* _GIVEN INFORMATION_:
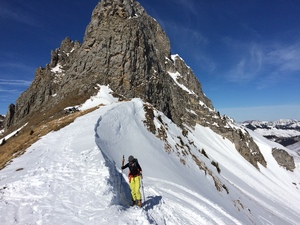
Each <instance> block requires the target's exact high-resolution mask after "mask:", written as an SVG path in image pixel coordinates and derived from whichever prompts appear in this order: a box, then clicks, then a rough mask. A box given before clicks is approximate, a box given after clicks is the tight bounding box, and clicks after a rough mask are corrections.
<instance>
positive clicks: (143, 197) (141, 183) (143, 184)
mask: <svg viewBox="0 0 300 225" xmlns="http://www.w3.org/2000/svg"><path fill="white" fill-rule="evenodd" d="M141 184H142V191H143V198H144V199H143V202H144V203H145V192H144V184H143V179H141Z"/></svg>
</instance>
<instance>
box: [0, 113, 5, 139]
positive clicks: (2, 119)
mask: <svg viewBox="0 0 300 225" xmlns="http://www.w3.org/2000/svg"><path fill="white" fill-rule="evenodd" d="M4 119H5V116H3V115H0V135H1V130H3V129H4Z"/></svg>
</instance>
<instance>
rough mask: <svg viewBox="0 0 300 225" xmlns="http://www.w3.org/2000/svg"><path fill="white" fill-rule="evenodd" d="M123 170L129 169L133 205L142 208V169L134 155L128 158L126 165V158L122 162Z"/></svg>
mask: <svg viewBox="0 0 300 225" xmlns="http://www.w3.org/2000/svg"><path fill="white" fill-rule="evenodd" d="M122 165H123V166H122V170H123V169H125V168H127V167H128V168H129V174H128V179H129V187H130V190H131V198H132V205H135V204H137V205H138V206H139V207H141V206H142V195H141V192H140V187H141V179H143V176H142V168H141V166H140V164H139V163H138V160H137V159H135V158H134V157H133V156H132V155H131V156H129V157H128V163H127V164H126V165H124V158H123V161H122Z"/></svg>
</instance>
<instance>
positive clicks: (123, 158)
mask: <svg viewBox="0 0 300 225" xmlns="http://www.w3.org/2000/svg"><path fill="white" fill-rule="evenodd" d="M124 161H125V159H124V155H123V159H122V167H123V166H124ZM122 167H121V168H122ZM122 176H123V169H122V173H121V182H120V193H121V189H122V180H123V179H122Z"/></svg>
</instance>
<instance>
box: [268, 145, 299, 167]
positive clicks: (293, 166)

* _PROBLEM DETAILS_:
Output a precise copy of the entries, leaving the images out.

* _FINISHED TASK_:
Each <instance> block requires the target's exact high-resolution mask after "mask:", written as an SVG path in image pixel coordinates and derived from whichever prompts appear in this order: a box, then clicks, then a rough mask. A box given before clicks is approximate, a box given after clicks is the tight bounding box, and clicks after a rough mask are corrections.
<instance>
positive clicks: (143, 197) (141, 183) (143, 184)
mask: <svg viewBox="0 0 300 225" xmlns="http://www.w3.org/2000/svg"><path fill="white" fill-rule="evenodd" d="M141 184H142V191H143V198H144V199H143V202H144V203H145V192H144V184H143V179H141Z"/></svg>
</instance>
<instance>
box: [0, 113, 5, 139]
positive clicks: (2, 119)
mask: <svg viewBox="0 0 300 225" xmlns="http://www.w3.org/2000/svg"><path fill="white" fill-rule="evenodd" d="M4 119H5V116H3V115H0V135H1V130H3V129H4Z"/></svg>
</instance>
<instance>
rough mask: <svg viewBox="0 0 300 225" xmlns="http://www.w3.org/2000/svg"><path fill="white" fill-rule="evenodd" d="M123 170L129 169L133 205L142 208V169L134 155L128 158L126 165V158L122 162Z"/></svg>
mask: <svg viewBox="0 0 300 225" xmlns="http://www.w3.org/2000/svg"><path fill="white" fill-rule="evenodd" d="M122 165H123V166H122V170H123V169H125V168H127V167H128V168H129V174H128V179H129V187H130V190H131V198H132V205H135V204H137V205H138V206H139V207H141V206H142V195H141V192H140V187H141V179H143V176H142V168H141V166H140V164H139V163H138V160H137V159H135V158H134V157H133V156H132V155H131V156H129V157H128V163H127V164H126V165H124V158H123V161H122Z"/></svg>
</instance>
<instance>
positive clicks: (123, 158)
mask: <svg viewBox="0 0 300 225" xmlns="http://www.w3.org/2000/svg"><path fill="white" fill-rule="evenodd" d="M124 161H125V159H124V155H123V159H122V167H123V166H124ZM122 167H121V168H122ZM122 176H123V169H122V173H121V182H120V193H121V189H122V180H123V179H122Z"/></svg>
</instance>
<instance>
box: [268, 145, 299, 167]
positive clicks: (293, 166)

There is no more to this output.